■ **Prompt**:
Omit the pictures and extract only the lines from the line containing "plaza in the photo above." to the end of the material, each exactly as written.

■ **Records provided**:
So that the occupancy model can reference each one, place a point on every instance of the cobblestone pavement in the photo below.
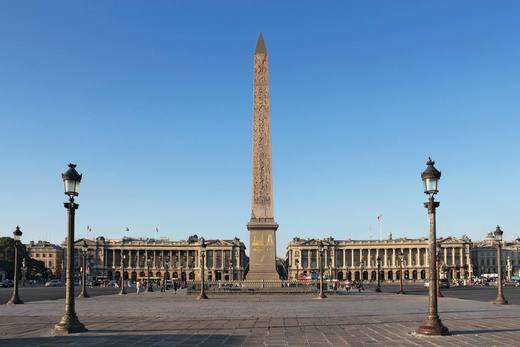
(165, 319)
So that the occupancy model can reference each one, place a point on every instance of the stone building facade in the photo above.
(51, 255)
(356, 259)
(225, 259)
(484, 257)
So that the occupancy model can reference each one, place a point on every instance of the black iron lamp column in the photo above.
(70, 323)
(123, 258)
(202, 295)
(401, 259)
(378, 289)
(439, 271)
(84, 252)
(432, 325)
(321, 294)
(166, 267)
(15, 299)
(24, 272)
(149, 287)
(500, 300)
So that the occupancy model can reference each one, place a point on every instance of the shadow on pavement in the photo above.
(118, 340)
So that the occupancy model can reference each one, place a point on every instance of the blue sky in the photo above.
(153, 101)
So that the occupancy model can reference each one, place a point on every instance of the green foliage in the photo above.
(7, 259)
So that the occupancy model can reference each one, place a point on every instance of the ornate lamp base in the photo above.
(83, 295)
(433, 326)
(500, 301)
(15, 300)
(69, 324)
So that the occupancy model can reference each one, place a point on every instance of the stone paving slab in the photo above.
(163, 319)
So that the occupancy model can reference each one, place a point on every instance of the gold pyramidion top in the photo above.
(260, 45)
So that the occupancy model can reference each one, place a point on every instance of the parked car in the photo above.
(443, 283)
(54, 283)
(113, 283)
(6, 283)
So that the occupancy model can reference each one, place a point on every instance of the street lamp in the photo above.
(401, 259)
(378, 289)
(70, 323)
(439, 268)
(84, 252)
(432, 325)
(123, 258)
(500, 300)
(15, 299)
(202, 295)
(321, 295)
(329, 262)
(149, 287)
(166, 267)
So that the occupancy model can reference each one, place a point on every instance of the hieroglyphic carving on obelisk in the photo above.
(262, 195)
(262, 227)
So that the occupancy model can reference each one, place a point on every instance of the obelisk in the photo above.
(262, 227)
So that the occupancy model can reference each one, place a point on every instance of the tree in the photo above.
(7, 259)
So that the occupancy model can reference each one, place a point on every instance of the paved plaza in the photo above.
(165, 319)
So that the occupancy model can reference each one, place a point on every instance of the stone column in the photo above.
(453, 256)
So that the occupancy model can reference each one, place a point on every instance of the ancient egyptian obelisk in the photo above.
(262, 227)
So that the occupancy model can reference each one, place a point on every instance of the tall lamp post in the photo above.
(378, 289)
(401, 259)
(432, 325)
(439, 270)
(321, 295)
(24, 272)
(166, 267)
(15, 299)
(149, 287)
(70, 323)
(500, 300)
(84, 252)
(202, 295)
(123, 290)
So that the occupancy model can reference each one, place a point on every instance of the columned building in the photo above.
(225, 259)
(484, 256)
(51, 255)
(356, 259)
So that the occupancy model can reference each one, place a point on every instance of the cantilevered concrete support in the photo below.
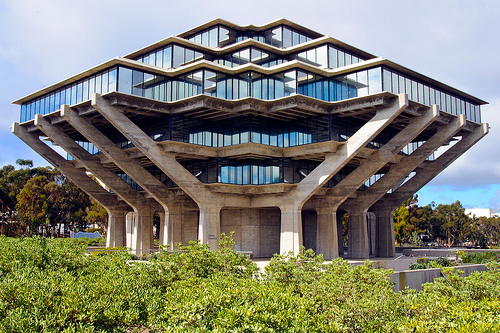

■ **Response for this exercise**:
So that the occupancy model can reference each one, place a point on every instance of the paved plaza in the photo above.
(165, 319)
So that the occupancy model can reference each one, place a point on every instance of the stone column in the photo above.
(453, 256)
So that the occupancy model can reference each one, place a point on every instance of the ancient egyptian obelisk in the photo above.
(262, 227)
So that the occupancy model can reference each one, place a point on every instance of the tall lamp post in the photo above.
(378, 289)
(401, 259)
(432, 325)
(439, 270)
(321, 295)
(24, 272)
(166, 267)
(15, 299)
(149, 287)
(70, 323)
(500, 300)
(84, 252)
(202, 295)
(123, 290)
So that the occupancy model can reference each one, place a point on every instance of the columned building in the photo above.
(225, 259)
(484, 256)
(51, 255)
(356, 259)
So that the occupancy model can reference each one, place a point on every instance of the cantilevered concrete support in the photo below.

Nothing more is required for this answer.